EXTRACTED MATERIAL:
########
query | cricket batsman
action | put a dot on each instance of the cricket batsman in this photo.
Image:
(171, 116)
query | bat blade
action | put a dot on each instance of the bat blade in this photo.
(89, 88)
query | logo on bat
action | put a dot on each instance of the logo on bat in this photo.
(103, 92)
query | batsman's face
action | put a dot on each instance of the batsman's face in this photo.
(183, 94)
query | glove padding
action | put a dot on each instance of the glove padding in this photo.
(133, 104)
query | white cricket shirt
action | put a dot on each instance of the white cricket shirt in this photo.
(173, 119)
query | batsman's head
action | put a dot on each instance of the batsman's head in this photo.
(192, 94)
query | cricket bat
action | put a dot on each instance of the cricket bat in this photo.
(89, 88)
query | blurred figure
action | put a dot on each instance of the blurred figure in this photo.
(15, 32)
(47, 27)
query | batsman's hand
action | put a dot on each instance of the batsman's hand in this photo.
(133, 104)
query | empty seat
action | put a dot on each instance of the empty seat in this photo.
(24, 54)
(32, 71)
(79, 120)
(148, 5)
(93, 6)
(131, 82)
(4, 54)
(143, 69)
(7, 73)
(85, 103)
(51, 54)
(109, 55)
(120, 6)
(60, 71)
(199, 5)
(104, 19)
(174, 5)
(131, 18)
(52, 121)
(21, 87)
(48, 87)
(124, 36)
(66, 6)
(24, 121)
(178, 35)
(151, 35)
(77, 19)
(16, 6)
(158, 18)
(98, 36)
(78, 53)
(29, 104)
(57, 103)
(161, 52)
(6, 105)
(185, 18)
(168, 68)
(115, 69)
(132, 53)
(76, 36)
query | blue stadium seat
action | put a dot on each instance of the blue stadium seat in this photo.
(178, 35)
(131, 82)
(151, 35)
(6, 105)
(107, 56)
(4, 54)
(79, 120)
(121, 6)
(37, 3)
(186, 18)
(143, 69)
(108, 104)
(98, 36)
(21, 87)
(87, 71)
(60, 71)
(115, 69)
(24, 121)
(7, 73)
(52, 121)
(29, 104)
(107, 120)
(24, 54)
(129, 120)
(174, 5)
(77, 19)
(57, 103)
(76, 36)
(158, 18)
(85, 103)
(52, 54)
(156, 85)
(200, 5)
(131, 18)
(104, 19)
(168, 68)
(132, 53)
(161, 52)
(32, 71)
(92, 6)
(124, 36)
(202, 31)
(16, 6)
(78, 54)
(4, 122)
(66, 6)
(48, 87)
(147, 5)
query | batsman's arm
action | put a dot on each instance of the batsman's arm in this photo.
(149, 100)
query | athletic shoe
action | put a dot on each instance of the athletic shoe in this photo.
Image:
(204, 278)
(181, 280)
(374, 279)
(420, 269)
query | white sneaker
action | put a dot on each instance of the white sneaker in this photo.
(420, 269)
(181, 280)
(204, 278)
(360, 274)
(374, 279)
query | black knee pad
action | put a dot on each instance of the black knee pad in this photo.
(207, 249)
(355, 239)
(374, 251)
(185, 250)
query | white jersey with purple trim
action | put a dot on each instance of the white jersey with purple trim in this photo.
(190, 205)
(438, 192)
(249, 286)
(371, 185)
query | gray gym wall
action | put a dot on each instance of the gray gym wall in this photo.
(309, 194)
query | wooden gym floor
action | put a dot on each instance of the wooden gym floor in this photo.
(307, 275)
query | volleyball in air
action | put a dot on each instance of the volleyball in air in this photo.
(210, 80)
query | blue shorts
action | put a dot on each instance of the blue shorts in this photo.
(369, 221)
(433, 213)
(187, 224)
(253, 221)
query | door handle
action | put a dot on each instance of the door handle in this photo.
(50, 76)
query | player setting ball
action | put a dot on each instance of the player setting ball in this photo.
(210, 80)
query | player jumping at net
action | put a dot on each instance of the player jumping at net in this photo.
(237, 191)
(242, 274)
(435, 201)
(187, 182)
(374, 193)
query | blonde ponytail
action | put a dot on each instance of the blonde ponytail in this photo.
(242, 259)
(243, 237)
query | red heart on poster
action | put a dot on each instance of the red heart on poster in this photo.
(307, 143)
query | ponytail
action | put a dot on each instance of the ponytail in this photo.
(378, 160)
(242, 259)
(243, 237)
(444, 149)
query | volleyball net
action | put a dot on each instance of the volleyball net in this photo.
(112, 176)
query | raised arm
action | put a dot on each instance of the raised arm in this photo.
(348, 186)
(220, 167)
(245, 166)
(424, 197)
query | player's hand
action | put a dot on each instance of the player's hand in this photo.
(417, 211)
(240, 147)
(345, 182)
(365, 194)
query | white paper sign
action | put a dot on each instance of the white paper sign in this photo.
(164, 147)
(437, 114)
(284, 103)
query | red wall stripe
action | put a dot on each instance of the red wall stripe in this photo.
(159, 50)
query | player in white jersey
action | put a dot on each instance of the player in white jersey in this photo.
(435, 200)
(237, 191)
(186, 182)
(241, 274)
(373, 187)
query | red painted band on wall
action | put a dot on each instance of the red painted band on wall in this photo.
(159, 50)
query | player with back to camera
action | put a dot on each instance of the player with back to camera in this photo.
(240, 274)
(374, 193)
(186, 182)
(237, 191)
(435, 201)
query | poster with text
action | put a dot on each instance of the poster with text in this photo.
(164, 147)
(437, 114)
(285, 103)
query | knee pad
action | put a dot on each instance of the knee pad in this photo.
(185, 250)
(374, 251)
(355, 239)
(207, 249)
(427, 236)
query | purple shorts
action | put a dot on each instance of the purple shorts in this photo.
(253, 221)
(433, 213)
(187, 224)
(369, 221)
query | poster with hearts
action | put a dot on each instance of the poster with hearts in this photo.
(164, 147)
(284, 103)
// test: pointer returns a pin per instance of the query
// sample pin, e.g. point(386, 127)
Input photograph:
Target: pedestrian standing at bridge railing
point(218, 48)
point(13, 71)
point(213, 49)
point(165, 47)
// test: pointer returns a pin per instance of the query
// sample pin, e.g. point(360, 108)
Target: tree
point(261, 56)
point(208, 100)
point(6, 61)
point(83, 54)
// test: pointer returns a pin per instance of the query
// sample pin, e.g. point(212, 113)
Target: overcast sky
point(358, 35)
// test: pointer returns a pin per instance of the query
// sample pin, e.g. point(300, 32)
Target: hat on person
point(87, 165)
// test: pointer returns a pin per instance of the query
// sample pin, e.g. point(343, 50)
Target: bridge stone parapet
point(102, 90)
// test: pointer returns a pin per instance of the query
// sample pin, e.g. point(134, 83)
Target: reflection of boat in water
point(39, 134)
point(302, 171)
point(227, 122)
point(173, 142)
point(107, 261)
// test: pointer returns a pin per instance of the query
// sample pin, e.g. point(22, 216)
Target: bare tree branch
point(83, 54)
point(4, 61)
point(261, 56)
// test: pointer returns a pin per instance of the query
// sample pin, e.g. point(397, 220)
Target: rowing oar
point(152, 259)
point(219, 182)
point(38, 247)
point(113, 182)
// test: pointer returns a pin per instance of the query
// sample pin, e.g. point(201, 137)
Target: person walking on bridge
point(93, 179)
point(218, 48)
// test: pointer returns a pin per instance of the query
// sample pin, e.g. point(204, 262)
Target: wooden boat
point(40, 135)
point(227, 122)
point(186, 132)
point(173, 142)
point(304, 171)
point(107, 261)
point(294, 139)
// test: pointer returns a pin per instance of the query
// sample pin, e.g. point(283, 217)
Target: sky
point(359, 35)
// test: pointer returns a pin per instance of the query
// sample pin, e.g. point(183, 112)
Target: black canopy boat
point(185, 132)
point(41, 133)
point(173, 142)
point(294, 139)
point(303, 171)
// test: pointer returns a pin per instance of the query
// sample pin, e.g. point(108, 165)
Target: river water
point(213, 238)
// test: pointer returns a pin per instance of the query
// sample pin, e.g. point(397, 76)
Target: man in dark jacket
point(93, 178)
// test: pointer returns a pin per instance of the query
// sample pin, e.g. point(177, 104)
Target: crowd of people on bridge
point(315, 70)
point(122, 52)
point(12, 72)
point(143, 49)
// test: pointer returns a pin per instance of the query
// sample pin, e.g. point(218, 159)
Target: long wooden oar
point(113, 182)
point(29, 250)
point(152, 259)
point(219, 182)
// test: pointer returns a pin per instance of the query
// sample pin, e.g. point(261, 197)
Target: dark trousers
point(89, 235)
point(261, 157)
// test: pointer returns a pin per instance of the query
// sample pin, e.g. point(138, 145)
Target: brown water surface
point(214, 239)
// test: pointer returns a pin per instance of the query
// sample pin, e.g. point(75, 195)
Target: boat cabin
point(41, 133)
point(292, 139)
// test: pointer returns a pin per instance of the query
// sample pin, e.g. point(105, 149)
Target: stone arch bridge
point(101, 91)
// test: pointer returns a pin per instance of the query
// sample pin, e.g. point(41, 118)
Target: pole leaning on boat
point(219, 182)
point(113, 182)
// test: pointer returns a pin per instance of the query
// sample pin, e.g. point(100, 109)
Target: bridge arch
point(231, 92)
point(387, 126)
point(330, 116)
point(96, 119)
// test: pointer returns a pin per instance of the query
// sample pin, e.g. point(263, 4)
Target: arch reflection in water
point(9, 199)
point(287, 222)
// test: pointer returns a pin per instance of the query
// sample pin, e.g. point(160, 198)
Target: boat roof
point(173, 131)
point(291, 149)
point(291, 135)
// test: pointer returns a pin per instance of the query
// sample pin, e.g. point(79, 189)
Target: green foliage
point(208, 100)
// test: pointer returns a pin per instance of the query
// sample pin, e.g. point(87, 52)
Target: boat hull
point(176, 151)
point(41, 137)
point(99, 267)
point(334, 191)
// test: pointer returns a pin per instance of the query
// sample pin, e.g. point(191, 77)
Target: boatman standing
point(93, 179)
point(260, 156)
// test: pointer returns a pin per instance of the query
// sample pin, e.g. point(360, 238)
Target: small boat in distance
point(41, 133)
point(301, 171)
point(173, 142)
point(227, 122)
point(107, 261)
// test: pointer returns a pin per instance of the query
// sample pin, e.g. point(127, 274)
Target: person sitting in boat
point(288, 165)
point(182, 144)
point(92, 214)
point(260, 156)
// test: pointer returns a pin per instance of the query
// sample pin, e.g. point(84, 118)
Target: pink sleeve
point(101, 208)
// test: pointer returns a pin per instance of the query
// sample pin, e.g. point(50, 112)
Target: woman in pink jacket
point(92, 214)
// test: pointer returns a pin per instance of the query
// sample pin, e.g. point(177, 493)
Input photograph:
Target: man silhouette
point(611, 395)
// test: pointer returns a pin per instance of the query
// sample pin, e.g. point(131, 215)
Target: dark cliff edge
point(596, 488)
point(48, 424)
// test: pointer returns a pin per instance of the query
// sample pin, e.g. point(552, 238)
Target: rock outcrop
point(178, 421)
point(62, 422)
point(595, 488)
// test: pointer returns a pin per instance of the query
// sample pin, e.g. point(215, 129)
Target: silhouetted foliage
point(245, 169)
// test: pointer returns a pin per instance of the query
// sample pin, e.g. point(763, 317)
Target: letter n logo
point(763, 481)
########
WHAT YOU HAVE TO DO:
Could you retype exactly the lines above, starting at the line that contains "Target: bare tree branch" and ending at the line that contains "e.g. point(201, 137)", and nothing more?

TASK SOLUTION:
Target: bare tree branch
point(83, 54)
point(4, 61)
point(261, 56)
// test: pointer returns a pin per instance of the query
// sample pin, e.g. point(397, 220)
Target: rowing oar
point(152, 259)
point(219, 182)
point(38, 247)
point(113, 182)
// test: pointer returns a pin per instance of the query
// sample pin, e.g. point(201, 137)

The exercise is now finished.